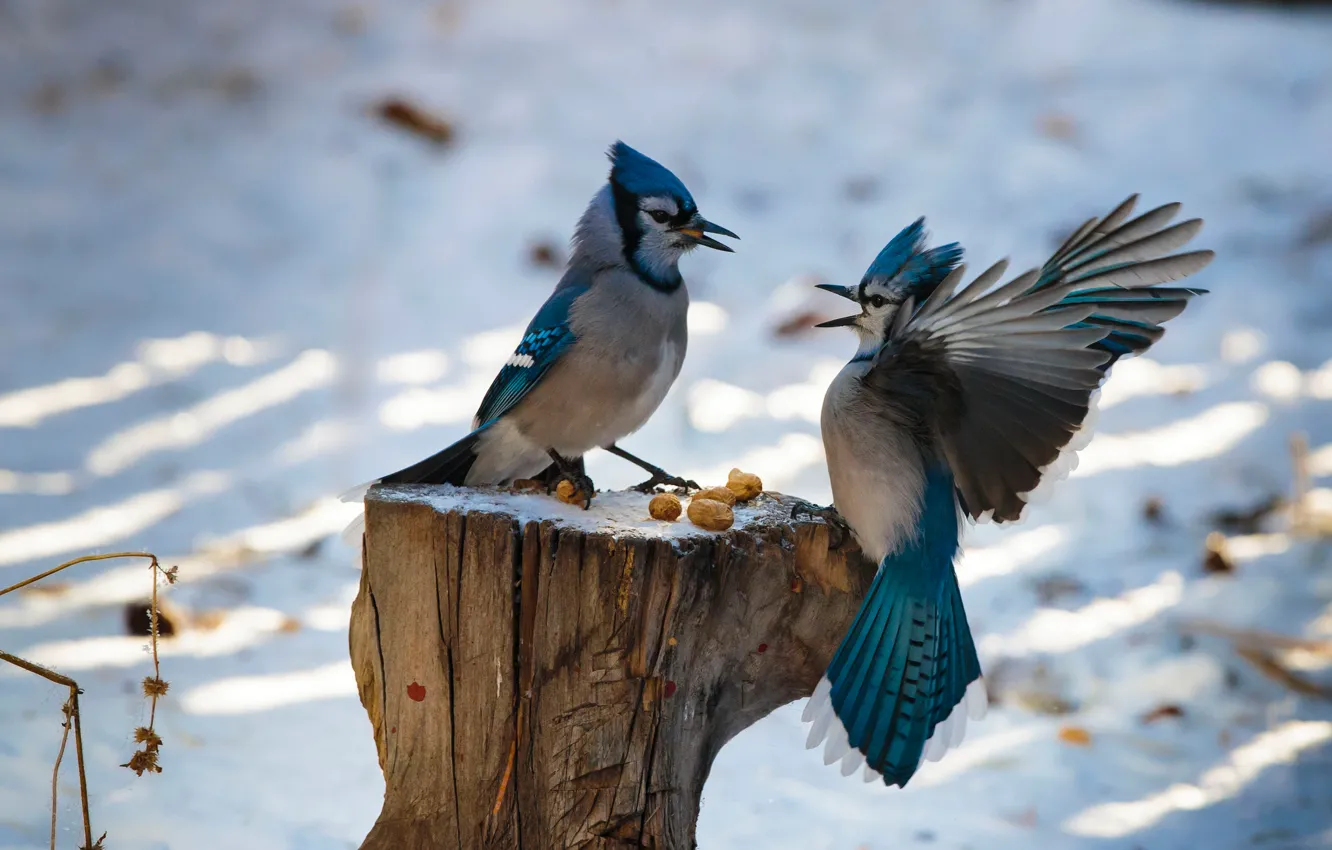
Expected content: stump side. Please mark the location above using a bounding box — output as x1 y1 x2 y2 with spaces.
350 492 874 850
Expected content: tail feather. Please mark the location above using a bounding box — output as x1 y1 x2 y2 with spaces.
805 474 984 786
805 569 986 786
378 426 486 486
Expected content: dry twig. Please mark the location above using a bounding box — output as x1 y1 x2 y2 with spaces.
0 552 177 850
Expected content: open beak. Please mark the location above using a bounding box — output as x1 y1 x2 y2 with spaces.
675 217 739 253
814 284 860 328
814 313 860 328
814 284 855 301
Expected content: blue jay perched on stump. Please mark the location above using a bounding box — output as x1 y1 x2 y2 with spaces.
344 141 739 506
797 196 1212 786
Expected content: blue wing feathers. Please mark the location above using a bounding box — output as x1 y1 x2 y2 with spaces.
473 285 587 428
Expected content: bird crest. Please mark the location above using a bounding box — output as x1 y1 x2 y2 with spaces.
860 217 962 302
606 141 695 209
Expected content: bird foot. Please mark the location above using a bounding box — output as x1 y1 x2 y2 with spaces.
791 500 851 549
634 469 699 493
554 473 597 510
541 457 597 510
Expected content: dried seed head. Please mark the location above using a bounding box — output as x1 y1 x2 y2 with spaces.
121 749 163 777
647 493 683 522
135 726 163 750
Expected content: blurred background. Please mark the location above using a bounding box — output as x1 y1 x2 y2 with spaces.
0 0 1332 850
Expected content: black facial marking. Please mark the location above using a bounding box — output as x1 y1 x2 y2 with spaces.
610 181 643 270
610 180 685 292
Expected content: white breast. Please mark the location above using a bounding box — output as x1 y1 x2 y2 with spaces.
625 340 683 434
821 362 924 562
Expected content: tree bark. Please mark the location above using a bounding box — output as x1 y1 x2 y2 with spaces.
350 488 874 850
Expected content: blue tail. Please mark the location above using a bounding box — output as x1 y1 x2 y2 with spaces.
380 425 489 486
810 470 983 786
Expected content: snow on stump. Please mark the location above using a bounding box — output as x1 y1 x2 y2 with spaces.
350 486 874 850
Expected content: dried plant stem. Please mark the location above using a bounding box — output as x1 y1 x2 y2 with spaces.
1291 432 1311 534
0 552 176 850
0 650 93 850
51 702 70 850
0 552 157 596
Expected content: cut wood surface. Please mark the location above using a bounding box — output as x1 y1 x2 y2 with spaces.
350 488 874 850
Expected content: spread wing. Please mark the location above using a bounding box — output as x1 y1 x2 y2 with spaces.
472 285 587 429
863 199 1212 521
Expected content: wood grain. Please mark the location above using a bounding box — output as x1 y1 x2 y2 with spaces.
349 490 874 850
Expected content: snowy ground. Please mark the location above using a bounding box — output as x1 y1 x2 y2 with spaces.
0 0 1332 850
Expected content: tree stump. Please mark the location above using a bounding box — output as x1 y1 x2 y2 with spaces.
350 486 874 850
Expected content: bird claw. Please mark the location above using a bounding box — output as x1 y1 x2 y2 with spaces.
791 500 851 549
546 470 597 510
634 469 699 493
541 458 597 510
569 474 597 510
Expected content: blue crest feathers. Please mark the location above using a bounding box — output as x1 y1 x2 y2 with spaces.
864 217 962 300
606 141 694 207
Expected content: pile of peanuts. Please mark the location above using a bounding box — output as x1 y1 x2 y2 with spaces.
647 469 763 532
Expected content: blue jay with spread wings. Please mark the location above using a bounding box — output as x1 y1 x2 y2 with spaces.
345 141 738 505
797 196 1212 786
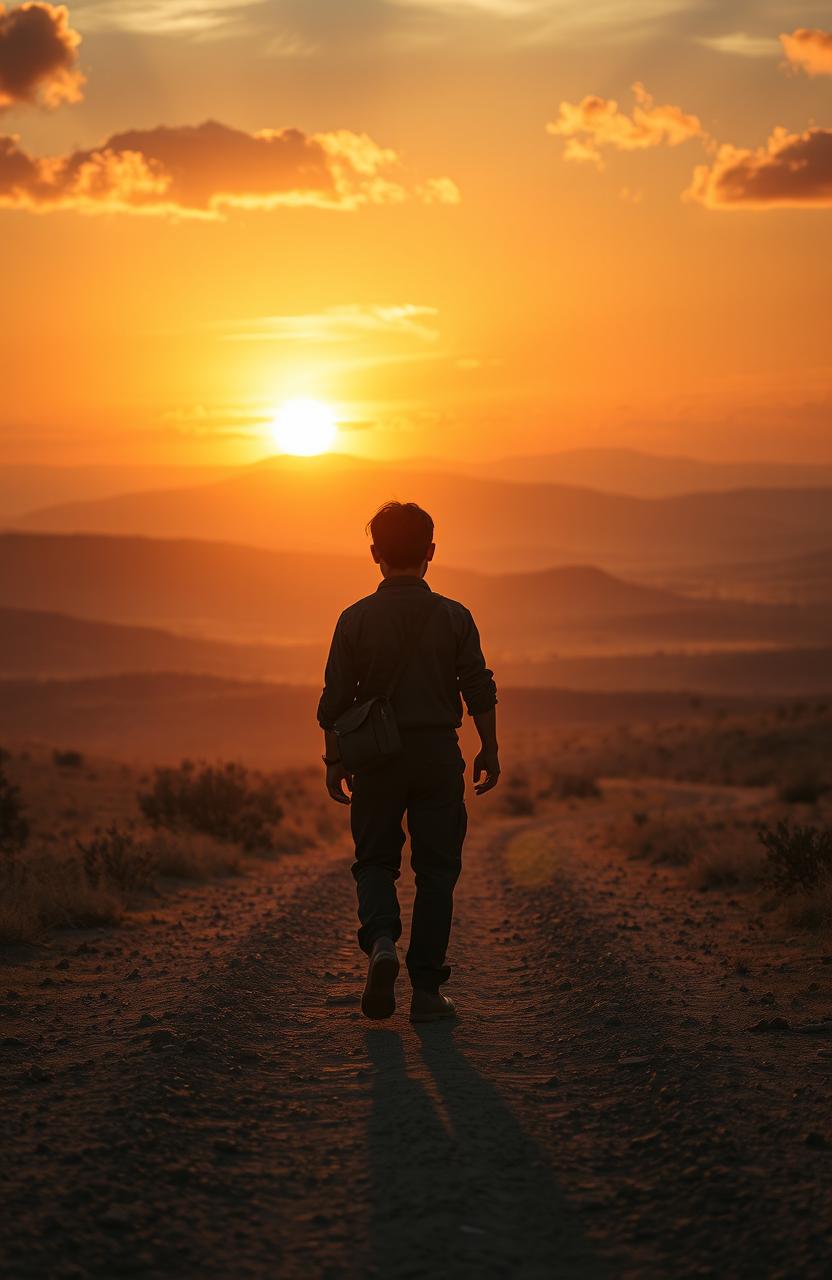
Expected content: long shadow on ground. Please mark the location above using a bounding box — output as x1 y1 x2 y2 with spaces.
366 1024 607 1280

————

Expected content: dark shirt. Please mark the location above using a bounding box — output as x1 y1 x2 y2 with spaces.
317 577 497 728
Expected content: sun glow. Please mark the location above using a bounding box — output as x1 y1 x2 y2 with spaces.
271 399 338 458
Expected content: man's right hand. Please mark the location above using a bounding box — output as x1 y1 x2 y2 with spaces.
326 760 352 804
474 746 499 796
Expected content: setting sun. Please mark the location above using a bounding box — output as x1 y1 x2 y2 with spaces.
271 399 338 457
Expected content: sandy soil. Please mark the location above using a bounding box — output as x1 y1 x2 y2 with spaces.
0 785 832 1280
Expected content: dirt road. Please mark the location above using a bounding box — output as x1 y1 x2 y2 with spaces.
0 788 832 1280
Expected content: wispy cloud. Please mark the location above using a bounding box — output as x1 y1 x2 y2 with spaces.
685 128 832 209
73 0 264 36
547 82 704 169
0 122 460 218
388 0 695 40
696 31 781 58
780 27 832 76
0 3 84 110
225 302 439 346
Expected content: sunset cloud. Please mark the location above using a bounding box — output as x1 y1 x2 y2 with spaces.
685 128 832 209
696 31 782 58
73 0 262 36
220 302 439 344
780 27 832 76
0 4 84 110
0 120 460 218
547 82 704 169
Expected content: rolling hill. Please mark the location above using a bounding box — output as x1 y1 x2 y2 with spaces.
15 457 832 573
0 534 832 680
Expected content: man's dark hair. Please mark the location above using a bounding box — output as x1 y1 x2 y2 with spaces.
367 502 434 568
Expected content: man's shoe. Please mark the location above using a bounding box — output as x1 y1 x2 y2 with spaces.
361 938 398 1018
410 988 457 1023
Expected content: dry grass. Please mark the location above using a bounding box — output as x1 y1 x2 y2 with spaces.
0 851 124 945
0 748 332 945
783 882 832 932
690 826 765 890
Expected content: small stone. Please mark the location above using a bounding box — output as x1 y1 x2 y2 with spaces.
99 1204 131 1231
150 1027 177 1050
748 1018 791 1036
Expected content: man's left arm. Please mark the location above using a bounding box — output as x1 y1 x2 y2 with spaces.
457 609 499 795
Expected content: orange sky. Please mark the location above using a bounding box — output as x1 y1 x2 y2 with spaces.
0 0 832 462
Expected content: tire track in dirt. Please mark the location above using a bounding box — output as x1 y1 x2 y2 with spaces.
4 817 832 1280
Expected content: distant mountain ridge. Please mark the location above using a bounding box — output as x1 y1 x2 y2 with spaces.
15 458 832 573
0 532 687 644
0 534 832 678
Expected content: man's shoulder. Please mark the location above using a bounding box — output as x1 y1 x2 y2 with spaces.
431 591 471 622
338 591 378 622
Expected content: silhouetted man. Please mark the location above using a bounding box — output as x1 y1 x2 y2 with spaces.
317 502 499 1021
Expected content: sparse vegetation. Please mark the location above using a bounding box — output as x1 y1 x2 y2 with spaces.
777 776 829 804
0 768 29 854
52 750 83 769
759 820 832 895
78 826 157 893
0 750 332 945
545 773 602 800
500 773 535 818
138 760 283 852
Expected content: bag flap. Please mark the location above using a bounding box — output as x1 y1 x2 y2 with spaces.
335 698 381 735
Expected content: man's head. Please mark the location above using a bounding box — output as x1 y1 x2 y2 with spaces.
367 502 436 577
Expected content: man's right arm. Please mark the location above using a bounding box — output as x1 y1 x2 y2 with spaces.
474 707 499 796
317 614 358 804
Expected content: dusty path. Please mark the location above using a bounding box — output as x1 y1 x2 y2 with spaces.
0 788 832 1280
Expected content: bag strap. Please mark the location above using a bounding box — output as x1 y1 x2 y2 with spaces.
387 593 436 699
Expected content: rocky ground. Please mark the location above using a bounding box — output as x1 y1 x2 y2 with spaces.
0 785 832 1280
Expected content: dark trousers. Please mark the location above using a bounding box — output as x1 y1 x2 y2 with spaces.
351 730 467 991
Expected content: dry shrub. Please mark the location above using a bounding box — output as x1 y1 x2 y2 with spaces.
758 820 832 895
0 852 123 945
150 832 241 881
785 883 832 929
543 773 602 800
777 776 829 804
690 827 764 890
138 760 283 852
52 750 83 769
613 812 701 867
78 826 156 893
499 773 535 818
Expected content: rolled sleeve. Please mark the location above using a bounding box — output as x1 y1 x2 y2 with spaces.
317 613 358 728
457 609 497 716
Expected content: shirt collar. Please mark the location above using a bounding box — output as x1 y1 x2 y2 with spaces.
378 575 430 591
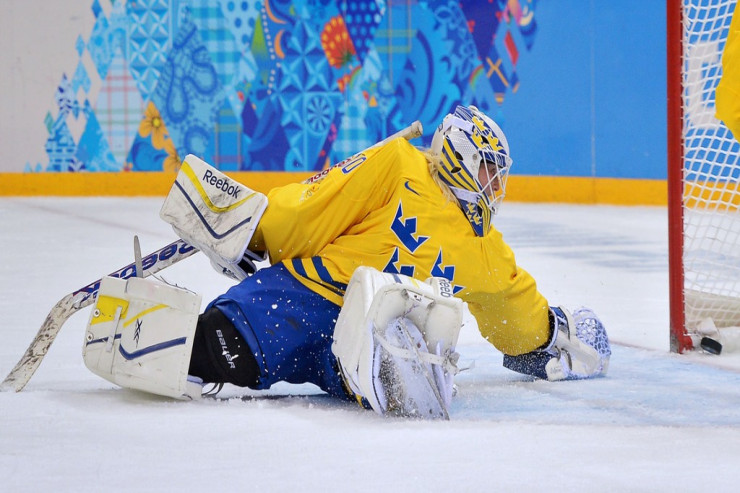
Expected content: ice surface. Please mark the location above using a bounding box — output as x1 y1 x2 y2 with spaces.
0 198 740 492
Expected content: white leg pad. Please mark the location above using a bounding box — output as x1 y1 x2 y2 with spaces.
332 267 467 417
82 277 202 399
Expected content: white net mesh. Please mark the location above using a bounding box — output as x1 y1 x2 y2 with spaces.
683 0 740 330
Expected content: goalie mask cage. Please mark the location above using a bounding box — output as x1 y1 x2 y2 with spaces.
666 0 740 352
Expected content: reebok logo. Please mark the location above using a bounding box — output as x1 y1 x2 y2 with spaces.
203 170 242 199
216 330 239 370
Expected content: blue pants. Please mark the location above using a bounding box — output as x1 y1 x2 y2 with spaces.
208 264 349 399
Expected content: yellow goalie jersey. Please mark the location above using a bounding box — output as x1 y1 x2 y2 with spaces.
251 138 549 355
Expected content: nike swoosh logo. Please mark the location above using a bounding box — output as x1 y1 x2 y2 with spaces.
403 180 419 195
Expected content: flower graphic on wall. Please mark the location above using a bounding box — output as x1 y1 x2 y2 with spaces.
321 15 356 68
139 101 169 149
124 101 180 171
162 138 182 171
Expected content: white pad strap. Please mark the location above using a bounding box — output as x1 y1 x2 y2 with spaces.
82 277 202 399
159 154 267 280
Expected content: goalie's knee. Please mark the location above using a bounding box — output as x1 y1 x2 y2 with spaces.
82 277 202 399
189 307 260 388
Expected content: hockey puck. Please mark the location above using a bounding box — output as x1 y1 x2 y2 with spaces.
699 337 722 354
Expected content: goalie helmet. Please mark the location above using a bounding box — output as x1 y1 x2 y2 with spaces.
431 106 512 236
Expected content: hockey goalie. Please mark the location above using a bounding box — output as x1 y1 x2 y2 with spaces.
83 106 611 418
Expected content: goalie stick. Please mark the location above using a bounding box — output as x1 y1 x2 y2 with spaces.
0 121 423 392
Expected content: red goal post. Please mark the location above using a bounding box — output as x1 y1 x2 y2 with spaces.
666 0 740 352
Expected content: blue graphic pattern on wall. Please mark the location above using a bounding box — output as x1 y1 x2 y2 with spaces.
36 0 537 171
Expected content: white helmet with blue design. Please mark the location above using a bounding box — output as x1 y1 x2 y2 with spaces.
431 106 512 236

————

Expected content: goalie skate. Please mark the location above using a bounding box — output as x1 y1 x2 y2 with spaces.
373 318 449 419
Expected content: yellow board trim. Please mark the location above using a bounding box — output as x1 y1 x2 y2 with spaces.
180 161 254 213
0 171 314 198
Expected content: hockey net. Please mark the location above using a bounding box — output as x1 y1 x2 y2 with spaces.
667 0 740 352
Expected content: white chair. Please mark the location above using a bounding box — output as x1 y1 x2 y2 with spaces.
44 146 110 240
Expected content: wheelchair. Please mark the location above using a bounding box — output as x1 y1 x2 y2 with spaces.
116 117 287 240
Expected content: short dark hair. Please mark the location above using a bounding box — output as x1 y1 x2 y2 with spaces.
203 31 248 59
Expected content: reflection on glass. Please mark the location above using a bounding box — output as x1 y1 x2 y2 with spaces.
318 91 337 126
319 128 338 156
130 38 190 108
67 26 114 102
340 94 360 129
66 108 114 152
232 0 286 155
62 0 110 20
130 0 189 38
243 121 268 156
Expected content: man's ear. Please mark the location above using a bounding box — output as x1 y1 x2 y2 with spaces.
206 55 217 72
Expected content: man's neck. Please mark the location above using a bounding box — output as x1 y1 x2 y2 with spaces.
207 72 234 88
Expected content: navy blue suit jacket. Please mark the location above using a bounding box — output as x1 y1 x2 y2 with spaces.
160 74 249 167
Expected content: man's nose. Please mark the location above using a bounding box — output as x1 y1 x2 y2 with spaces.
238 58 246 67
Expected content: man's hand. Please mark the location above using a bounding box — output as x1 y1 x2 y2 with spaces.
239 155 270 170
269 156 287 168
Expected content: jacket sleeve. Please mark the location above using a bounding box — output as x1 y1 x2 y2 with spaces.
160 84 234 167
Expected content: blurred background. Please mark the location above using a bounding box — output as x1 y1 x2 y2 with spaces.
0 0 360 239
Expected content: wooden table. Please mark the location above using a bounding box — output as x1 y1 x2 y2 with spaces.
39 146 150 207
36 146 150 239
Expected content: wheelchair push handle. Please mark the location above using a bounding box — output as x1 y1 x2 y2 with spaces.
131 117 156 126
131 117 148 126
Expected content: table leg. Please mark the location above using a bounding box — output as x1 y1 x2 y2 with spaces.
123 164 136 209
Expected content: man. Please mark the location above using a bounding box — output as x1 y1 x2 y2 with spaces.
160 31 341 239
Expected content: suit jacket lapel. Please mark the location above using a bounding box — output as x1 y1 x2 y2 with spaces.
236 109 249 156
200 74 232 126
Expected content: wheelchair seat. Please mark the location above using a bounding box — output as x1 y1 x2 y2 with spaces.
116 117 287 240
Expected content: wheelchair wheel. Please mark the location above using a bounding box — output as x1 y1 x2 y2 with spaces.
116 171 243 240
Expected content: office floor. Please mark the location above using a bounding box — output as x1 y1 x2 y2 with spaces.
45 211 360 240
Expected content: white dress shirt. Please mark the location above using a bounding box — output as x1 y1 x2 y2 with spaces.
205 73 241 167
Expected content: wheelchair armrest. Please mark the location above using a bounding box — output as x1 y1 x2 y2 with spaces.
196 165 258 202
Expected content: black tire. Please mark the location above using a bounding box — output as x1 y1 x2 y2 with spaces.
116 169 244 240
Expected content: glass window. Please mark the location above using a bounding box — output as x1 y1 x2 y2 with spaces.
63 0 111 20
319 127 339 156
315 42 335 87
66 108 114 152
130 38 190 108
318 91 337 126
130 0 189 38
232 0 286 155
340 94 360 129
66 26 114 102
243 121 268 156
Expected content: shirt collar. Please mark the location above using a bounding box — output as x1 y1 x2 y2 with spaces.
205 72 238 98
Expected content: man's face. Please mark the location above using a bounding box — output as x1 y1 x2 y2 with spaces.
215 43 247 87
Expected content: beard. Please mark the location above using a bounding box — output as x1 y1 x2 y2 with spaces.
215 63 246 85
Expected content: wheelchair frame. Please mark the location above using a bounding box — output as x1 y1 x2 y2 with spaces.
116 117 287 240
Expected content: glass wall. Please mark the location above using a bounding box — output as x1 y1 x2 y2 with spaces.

————

Update the part that opens with the line containing "Expected content: wood grain." and closes with the line containing "606 141 694 207", replacing "bird claw" with "bird talon" and leaving everything else as it is. Return only those lines.

* **Solution for this problem**:
Expected content: wood grain. Please mark the location above using a bounding box — output as x1 y1 x2 y2 with spaces.
349 490 874 850
Expected content: snowy ground. Please mark the location above using a bounding box — output as x1 y1 x2 y2 with spaces.
0 0 1332 850
Expected content: tree stump. Please mark the location above using a bounding box — output as x1 y1 x2 y2 with spaces.
350 486 874 850
Expected content: bird talon. Please mark the location above using a bounding box — output as x1 y1 x2 y2 with spaces.
791 500 851 549
546 470 597 510
634 469 699 493
541 458 597 510
569 474 597 510
Expected content: blue crest feathers. Please mark the location above using a bounding box — output as x1 y1 x2 y2 with spaces.
864 217 962 300
606 141 694 207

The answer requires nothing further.